▶ _PAGE EXTRACT_

Sunday, October 02, 2022

OUR look in this week’s Kildare Nationalist, out now, at the Castledermot V Ballyteague The Auld Shebeen Bar Athy Kildare GAA IFC Final which takes place on Sunday in St Conleth’s Park at 3.30pm.

By Richard Commins

THE Intermediate Football Championship is 94 years old, dating back to 1928, but Sunday’s opponents Ballyteague and Castledermot have never met in the decider.


Castledermot captain, Paraic Murphy


Gerry Melia is Ballyteague captain

Of the two, Castledermot have the more storied history in the grade. Indeed, they contested the very first final, a week before the Kildare – Cavan All Ireland Final. They beat Carbury and the following players were picked to line out: Edward Corrigan (capt), Thomas Forrestal (gk), Patrick Doran, Patrick Byrne, James Kiernan, Kevin Barry, James Byrne, Daniel O’Connell, James Kelly, Patrick Brien, Patrick Lacey, Martin Bolger, John O’Connell, Patrick Byrne, and James Delaney. William Doran, Patrick Kinsella, and William Murphy were subs.

▶ _WRITTEN PROBLEM 1_
Name each substitute listed for Castledermot in the first Intermediate Football Championship final, according to the championship preview.
▶ _WRITTEN PROBLEM 2_
Render this sentence from the championship preview in Spanish: "THE Intermediate Football Championship is 94 years old, dating back to 1928, but Sunday’s opponents Ballyteague and Castledermot have never met in the decider."
▶ _WRITTEN PROBLEM 3_
Quote the championship preview from "By Richard Commins" up to and including "in the decider.".
The material after this point is separate from the championship preview.

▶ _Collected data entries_
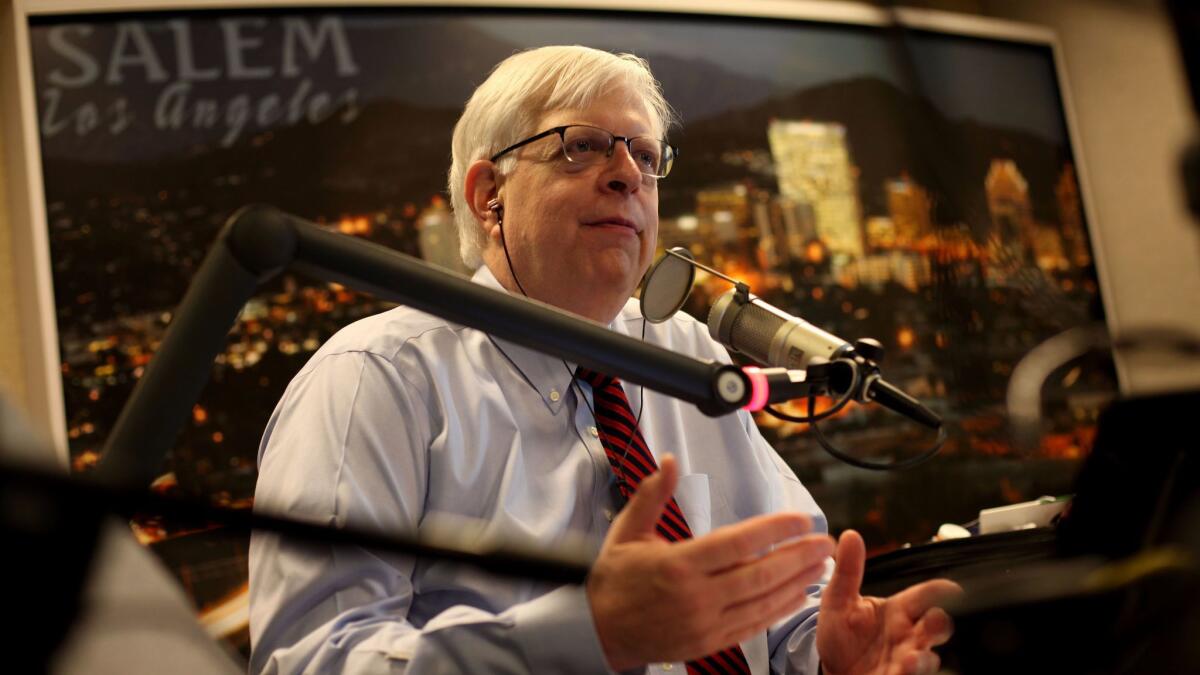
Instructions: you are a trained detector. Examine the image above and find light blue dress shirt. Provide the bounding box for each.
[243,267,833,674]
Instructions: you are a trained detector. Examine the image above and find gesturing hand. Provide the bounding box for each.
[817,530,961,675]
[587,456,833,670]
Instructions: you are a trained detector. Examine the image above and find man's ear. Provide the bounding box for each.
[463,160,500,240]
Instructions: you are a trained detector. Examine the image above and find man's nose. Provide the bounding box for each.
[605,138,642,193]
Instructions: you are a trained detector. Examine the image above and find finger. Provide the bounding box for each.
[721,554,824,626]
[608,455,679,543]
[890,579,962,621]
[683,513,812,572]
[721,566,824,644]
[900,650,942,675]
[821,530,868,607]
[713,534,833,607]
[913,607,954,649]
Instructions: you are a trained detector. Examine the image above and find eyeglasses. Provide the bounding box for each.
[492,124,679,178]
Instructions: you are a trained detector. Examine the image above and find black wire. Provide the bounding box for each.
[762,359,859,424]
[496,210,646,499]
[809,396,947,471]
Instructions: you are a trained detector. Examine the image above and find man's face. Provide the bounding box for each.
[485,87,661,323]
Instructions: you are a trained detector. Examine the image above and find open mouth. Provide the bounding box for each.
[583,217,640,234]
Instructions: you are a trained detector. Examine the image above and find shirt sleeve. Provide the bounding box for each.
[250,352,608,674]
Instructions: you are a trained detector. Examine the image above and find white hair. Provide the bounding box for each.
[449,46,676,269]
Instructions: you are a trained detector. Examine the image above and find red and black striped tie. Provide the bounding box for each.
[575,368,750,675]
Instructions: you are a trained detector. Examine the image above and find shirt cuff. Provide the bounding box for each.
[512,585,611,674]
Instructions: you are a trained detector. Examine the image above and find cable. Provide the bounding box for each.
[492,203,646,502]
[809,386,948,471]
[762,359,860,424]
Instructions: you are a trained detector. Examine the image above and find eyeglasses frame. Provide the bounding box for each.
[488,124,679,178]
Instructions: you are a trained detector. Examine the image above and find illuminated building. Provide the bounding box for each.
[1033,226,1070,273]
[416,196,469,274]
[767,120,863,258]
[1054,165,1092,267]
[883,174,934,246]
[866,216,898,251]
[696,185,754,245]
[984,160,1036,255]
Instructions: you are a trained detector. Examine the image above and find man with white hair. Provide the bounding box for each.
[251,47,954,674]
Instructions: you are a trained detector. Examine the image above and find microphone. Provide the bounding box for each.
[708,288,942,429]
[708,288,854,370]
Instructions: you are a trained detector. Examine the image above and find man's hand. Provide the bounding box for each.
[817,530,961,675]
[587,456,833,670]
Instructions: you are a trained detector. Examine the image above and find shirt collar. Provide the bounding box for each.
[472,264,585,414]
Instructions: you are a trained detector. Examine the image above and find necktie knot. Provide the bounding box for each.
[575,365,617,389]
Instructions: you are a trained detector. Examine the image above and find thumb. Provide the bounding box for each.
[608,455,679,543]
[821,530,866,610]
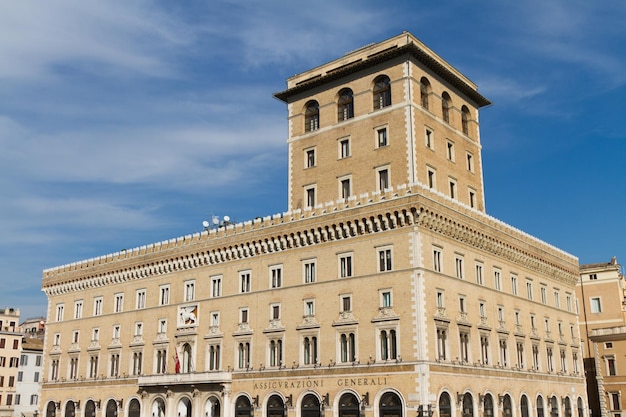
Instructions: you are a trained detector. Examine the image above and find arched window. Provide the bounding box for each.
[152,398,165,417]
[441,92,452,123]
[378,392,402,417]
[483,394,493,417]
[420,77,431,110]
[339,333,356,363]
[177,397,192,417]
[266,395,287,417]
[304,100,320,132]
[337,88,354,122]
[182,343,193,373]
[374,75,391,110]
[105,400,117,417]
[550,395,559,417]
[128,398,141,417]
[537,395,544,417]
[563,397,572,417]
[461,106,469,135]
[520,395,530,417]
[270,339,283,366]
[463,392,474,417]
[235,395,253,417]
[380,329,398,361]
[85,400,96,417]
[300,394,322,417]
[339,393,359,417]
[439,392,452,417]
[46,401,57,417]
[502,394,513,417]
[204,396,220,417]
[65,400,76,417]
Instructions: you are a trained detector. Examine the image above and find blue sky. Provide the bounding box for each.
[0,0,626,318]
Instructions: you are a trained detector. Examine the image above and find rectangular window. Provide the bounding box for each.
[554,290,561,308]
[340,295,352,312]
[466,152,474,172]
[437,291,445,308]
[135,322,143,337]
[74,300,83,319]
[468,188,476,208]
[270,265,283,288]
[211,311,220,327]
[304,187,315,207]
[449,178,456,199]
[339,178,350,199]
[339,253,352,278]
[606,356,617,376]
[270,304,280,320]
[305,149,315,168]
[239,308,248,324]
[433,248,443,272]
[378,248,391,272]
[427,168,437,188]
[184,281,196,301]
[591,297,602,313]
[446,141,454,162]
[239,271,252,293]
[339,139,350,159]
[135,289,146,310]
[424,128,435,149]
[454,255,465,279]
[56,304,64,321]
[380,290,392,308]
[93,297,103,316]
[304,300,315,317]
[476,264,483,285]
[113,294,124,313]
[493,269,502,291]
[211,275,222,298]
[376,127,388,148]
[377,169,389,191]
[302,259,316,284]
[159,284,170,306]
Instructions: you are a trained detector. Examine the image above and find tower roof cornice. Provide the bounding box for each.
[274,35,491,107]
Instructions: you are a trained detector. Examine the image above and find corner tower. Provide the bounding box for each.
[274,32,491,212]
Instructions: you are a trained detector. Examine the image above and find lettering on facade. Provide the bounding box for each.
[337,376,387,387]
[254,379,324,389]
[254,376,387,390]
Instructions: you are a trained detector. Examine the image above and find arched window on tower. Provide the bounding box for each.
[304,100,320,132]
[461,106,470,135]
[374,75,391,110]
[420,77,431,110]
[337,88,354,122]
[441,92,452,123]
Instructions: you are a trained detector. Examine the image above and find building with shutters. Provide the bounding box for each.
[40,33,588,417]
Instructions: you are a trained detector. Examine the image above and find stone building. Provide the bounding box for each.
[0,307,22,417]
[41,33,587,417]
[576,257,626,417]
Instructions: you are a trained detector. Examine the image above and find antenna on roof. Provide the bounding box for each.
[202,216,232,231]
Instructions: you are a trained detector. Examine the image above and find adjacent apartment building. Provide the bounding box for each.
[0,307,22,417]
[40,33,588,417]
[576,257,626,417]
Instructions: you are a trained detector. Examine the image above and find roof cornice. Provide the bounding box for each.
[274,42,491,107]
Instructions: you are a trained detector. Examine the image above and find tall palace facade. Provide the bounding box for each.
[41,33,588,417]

==

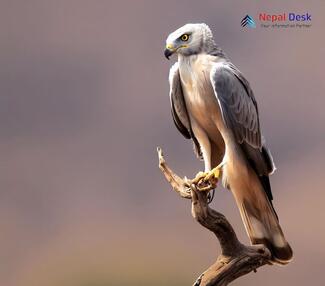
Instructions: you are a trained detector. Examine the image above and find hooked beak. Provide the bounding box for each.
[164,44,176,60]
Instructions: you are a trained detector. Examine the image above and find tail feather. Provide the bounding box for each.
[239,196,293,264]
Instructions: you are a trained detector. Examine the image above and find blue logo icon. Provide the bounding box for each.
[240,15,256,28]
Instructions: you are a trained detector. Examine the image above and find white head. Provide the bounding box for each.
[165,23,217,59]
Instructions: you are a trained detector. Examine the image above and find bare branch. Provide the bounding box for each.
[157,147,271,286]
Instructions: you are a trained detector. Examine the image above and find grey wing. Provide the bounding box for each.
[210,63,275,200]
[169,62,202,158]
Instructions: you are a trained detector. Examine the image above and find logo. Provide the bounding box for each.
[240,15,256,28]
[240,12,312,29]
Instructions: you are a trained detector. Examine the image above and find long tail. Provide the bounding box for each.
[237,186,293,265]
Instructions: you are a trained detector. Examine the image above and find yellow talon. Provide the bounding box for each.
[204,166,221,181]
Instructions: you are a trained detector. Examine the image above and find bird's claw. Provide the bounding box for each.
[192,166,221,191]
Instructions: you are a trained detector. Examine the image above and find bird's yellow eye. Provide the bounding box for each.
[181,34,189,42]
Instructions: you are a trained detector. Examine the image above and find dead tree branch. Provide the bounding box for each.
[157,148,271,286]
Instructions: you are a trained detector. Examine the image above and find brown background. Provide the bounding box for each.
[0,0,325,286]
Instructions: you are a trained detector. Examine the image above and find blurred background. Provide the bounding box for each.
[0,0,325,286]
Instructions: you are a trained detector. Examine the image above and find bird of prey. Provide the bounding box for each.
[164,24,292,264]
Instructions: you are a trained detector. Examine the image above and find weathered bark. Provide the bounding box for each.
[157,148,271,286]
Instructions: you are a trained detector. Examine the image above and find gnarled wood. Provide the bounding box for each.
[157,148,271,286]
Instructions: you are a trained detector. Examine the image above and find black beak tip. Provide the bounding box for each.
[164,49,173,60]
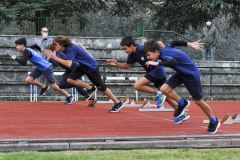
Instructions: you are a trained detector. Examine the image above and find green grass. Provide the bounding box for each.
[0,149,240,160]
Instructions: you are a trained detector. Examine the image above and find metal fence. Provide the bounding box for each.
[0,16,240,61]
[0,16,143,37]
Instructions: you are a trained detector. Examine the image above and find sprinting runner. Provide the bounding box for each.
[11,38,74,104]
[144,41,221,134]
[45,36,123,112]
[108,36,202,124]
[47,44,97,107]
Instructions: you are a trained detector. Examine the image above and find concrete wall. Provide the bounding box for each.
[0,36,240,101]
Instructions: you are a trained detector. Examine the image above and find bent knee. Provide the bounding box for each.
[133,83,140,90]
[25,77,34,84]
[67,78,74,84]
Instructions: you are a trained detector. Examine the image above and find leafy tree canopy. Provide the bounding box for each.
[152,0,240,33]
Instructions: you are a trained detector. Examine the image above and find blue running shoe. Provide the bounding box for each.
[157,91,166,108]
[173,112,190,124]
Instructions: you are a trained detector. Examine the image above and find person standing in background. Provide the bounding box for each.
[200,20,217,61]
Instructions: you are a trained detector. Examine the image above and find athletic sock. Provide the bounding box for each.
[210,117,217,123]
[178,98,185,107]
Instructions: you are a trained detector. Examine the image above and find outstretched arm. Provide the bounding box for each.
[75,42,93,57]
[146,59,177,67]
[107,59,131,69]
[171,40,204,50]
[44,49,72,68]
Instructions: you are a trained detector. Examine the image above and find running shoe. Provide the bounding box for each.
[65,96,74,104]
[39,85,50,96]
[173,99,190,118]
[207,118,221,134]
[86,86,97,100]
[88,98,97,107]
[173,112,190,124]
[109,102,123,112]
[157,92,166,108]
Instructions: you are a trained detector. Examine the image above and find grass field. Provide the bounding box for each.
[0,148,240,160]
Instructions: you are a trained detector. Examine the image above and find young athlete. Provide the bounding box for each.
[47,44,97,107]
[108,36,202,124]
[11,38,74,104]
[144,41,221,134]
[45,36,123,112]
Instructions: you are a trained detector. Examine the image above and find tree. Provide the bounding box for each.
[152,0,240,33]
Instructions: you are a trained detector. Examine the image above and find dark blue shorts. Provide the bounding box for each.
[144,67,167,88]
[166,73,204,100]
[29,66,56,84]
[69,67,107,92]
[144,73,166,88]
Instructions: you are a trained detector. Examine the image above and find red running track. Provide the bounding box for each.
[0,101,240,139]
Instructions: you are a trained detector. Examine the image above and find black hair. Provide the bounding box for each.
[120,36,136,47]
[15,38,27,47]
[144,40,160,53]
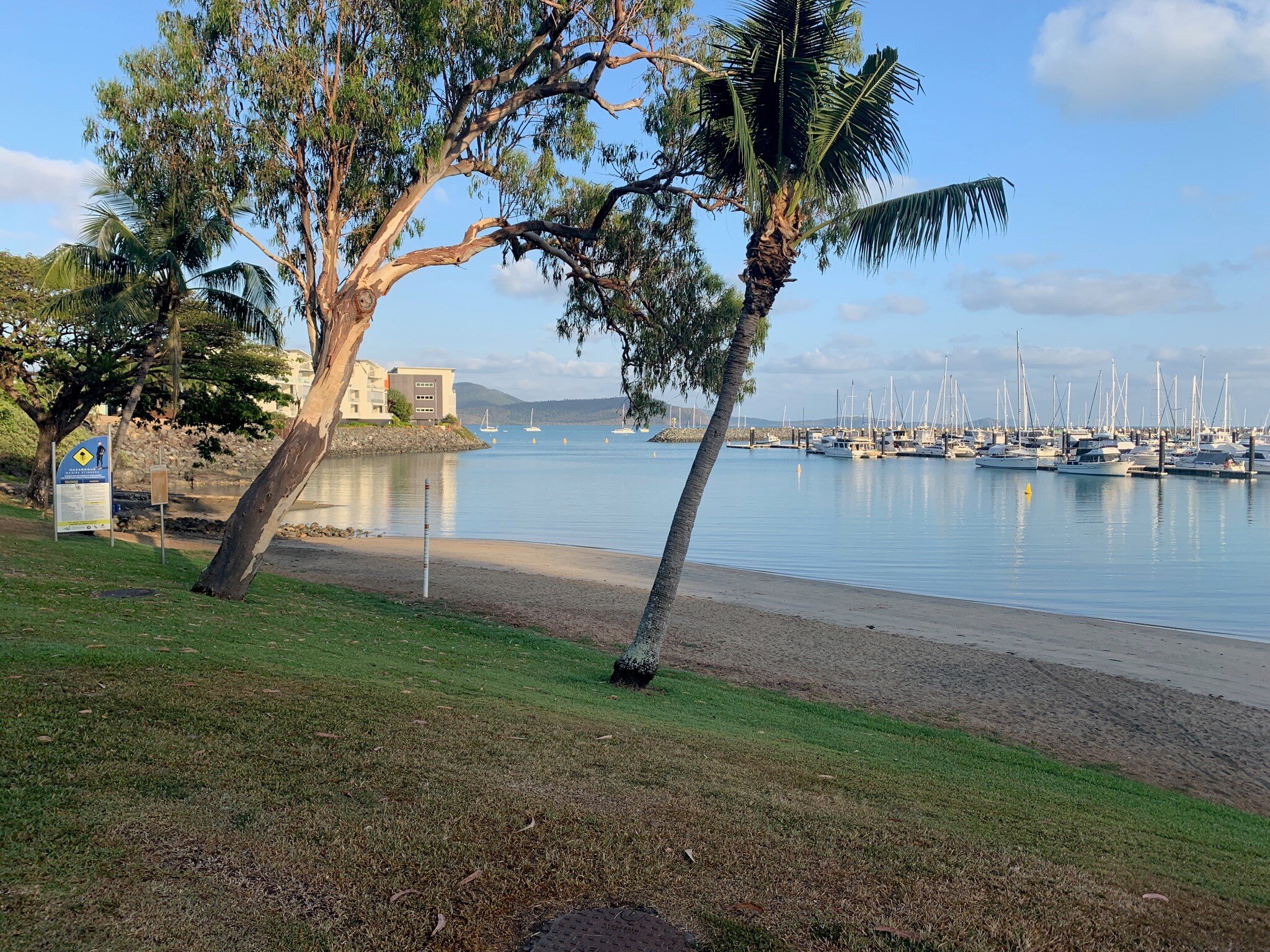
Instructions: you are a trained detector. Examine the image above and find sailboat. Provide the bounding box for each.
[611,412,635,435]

▶ _TASK ANSWER 1_
William Doran, Patrick Kinsella, William Murphy

▶ _TASK ANSWER 2_
El Campeonato Intermedio de Fútbol tiene 94 años, pues se remonta a 1928, pero los rivales del domingo, Ballyteague y Castledermot, nunca se han enfrentado en la final.

▶ _TASK ANSWER 3_
By Richard Commins

THE Intermediate Football Championship is 94 years old, dating back to 1928, but Sunday’s opponents Ballyteague and Castledermot have never met in the decider.